:: ASSIGNMENT ::
Copy the entries character for character.

[Recorded data]
= = =
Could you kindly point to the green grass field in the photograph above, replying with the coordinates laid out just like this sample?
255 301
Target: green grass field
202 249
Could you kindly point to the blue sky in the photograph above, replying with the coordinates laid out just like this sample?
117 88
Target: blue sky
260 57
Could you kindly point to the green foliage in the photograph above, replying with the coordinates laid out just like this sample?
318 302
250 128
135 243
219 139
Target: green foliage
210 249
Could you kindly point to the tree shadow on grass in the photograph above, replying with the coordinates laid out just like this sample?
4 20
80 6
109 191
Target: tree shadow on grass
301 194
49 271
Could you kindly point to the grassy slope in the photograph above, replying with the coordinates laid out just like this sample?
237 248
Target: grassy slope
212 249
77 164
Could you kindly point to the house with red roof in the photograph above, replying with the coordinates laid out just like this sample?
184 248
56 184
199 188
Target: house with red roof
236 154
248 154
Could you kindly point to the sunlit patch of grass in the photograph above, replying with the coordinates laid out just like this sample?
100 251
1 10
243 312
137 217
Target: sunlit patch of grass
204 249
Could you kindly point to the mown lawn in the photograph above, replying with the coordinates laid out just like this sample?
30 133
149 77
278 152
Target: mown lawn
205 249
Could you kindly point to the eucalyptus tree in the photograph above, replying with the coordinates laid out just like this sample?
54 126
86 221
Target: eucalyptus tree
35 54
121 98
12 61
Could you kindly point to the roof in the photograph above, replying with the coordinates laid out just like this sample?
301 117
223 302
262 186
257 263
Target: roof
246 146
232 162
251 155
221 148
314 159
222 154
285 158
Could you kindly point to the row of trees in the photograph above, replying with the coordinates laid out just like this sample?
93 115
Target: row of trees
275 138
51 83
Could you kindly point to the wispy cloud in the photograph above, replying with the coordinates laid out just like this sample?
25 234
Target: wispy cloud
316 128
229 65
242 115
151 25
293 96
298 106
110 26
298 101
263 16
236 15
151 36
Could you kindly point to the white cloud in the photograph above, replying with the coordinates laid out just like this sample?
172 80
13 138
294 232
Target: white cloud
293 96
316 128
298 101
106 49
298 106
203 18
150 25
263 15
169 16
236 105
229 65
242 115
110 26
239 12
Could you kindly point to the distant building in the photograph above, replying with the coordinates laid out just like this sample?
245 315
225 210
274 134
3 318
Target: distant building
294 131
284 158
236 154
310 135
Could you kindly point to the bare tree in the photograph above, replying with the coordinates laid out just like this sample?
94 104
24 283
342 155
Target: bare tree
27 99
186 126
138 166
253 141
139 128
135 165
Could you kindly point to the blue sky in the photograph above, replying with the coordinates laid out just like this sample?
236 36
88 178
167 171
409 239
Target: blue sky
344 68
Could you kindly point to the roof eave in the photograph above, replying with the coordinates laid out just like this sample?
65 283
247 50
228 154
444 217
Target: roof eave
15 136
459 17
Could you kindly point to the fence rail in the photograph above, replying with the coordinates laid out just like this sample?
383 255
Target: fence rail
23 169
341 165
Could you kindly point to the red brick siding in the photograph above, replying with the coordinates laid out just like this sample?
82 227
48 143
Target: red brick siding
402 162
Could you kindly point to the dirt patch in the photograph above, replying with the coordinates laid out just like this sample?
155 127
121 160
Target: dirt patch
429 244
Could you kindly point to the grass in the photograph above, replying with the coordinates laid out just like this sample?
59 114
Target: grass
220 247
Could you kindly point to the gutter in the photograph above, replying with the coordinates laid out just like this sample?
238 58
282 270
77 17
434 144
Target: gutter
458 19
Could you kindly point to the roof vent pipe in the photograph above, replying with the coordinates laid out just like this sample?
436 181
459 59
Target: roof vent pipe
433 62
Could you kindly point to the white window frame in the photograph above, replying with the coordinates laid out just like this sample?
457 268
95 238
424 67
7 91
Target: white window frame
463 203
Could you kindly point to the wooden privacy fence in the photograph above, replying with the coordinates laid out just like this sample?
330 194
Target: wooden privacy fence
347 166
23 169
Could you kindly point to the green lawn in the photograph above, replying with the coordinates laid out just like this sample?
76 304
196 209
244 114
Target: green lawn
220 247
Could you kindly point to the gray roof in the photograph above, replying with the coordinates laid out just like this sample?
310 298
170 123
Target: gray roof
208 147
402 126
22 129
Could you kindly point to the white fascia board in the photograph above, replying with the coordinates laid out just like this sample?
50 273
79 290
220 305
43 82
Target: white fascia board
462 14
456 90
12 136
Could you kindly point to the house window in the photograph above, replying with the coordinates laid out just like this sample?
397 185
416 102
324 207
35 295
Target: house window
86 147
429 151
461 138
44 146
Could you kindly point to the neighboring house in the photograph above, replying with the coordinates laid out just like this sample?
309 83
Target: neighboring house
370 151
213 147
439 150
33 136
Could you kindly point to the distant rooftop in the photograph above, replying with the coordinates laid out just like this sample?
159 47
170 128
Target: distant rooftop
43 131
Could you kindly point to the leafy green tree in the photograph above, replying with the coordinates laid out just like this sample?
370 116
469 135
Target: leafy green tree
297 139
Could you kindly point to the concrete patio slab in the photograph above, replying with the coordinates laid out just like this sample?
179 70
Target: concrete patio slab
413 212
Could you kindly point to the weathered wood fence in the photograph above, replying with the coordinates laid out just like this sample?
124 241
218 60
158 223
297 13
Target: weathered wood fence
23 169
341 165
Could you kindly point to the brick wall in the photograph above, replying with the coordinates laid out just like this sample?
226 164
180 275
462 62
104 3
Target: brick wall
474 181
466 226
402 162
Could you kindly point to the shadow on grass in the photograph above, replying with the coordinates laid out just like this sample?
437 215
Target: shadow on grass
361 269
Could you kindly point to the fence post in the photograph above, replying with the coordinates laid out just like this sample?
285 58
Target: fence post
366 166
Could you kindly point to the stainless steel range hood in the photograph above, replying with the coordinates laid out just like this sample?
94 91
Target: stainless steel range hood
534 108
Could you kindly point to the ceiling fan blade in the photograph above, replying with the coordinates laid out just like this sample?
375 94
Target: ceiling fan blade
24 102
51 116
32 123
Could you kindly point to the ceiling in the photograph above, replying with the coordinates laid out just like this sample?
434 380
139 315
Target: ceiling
= = =
:: RESPONSE ::
Could you kindly point to the green grass field in the photograph above, replying with the coordinates laid out just like this sample?
255 301
Target: green grass field
202 249
Could you kindly point to the blue sky in the photograph above, replying with the coordinates laid out just like this sample?
117 88
Target: blue sky
260 57
Could you kindly point to the green foliage in the photograph above, replying with the coordinates laid out just like this sample?
318 302
250 128
135 243
219 139
Target: green foliage
210 249
Could you kindly point to the tree shadow on grass in the photograph above, replying with the coordinates laid out just like this sample?
4 20
80 6
109 191
Target: tree shadow on grass
301 194
49 271
Could you kindly point to the grassy slope in the photograph above, replying with the coordinates laid out just like this sample?
237 248
Target: grassy slope
212 249
77 164
Could you kindly point to the house with red roof in the photograph above, replying with the coordinates laid out just like this sample?
184 248
56 184
199 188
Target: house with red roof
236 154
248 154
Could you kindly point to the sunlit patch of grass in the photograph above, replying with the coordinates laid out just like this sample?
100 251
1 10
243 312
137 217
Target: sunlit patch of grass
204 249
Could you kindly point to the mown lawn in the photograph above, replying with the coordinates laid out just like this sample?
30 133
149 77
278 152
Target: mown lawn
205 249
Could you kindly point to the eucalyptus tree in the photograph above, replying with the coordinates laid out just like this sample?
54 126
86 221
Target: eucalyptus tree
35 54
121 98
12 61
Could you kindly point to the roof in the photograph above, replying with the coordinates laid out just like this sample?
301 117
223 302
262 186
257 263
Target: roof
246 146
232 162
251 155
221 148
314 159
222 154
285 158
Could you kindly point to the row of trees in the photograph above, replying with the coordinates laid out just like this sample?
93 115
Target: row of trees
275 138
51 83
Could you kindly point to the wispy cloud in the photograph above, replying with the coordinates laid out just like this sample?
25 234
Target: wispy cloud
316 128
229 65
242 115
151 25
293 96
298 106
110 26
298 101
263 16
236 15
151 36
Could you kindly point to the white cloud in the photograph above, replying with the coordinates laid out just like this sample?
172 80
13 138
294 232
Target: white cloud
293 96
316 128
298 101
106 49
298 106
203 18
150 25
263 15
169 16
236 105
229 65
242 115
110 26
239 12
Could you kindly point to the distant building in the photograph above, replying with the coordinates laid out just like this sample?
245 315
225 210
274 134
3 318
Target: distant building
294 131
284 158
236 154
310 135
Could you kindly point to the bare tree in the photograph above, replying with the coordinates laid out just like this sample?
94 104
24 283
342 155
Target: bare tree
27 99
186 126
138 166
253 141
139 128
135 165
Could you kindly point to the blue sky in the photograph above, replying with the coordinates laid out just like this sample?
236 36
88 178
167 171
409 239
Target: blue sky
344 68
Could you kindly point to the roof eave in the photograph above, replying with the coordinates laid out just like this sample?
65 283
247 50
228 154
444 217
Target: roof eave
15 136
459 17
Could you kindly point to the fence rail in the photograph above, replying with the coordinates laid out just like this sample?
383 255
Target: fence rail
23 169
341 165
Could you kindly point to the red brick siding in the photograph above, replying with the coordinates laid out just like this sample?
82 227
48 143
Target: red brick siding
402 162
Could you kindly point to the dirt patch in the photograph above, replying with the coordinates laid out just like this sample?
155 127
121 160
Target: dirt patch
429 244
Could you kindly point to the grass in the photograph above, replying with the coordinates laid out just like this sample?
59 114
Target: grass
220 247
Could you kindly point to the gutter in the photograph above, replying with the coordinates laid out just like this sample?
238 58
282 270
77 17
434 144
Target: gutter
458 19
Could you kindly point to the roof vent pipe in the photograph above, replying with the coordinates laid out just like this sample?
436 181
459 59
Target: roof vent pipe
433 62
Could you kindly point to the white window frame in the photograph above, replying with the coordinates laid out just like this sample?
457 268
95 238
424 67
7 91
Target: white window frame
463 203
Could you kindly point to the wooden privacy fence in the photograph above, replying with the coordinates laid out just like this sample?
330 194
Target: wooden privacy fence
347 166
23 169
Could you kindly point to the green lawn in the photograph above, replying with the coordinates laid out just like this sample?
76 304
196 209
244 114
Target: green lawn
220 247
Could you kindly point to the gray roof in the photograph above, replying with the coordinates laid out just like this sample?
310 298
170 123
Target: gray roof
208 147
402 126
22 129
Could you kindly point to the white fascia board in the photograph above, replying with the coordinates laid out just like this sample?
50 273
79 290
220 305
43 82
Target: white fascia board
462 14
456 90
12 136
Could you kindly point to the house window in the photograph above, replying with the coordinates laid out just like this sample?
397 185
416 102
324 207
35 295
Target: house window
86 147
429 151
461 138
44 146
Could you kindly point to the neighboring house in the photograph above, replying with the coordinates laid out just like this sample?
309 83
Target: neighboring house
370 151
213 147
439 150
33 136
Could you kindly point to the distant rooftop in the photograph above, replying with the coordinates laid out just like this sample?
159 47
170 128
Target: distant rooftop
43 131
Could you kindly point to the leafy green tree in the photograph above, replying with the coordinates laid out just like this sample?
370 116
469 135
Target: leafy green tree
297 139
Could you kindly point to the concrete patio slab in the photograph above, replying with the coordinates laid out just like this sample?
179 70
Target: concrete patio slab
413 212
Could you kindly point to the weathered wood fence in the photograph above, replying with the coordinates laid out just like this sample?
124 241
218 60
158 223
297 13
Target: weathered wood fence
23 169
341 165
Could you kindly point to the brick wall in the photograph above, replying with the coordinates laid out just like this sample?
226 164
180 275
462 62
104 3
Target: brick wall
474 181
466 226
402 162
Could you kindly point to the shadow on grass in the photograph above, replying with the coordinates laid out just like this sample?
437 215
Target: shadow on grass
361 269
Could you kindly point to the fence post in the photograph above, replying with the coordinates laid out just like this sample?
285 58
Target: fence post
366 166
Could you kindly point to the stainless steel range hood in the photograph above, replying with the coordinates laid out just like this sample?
94 91
Target: stainless steel range hood
534 108
Could you kindly point to the ceiling fan blade in the photograph above, replying with the coordinates laid out just like this sample?
375 94
Target: ceiling fan blade
24 102
51 116
32 123
Could you kindly point to the ceiling in the photograph above, replying with the coordinates laid out just like this sample?
434 380
139 315
Target: ceiling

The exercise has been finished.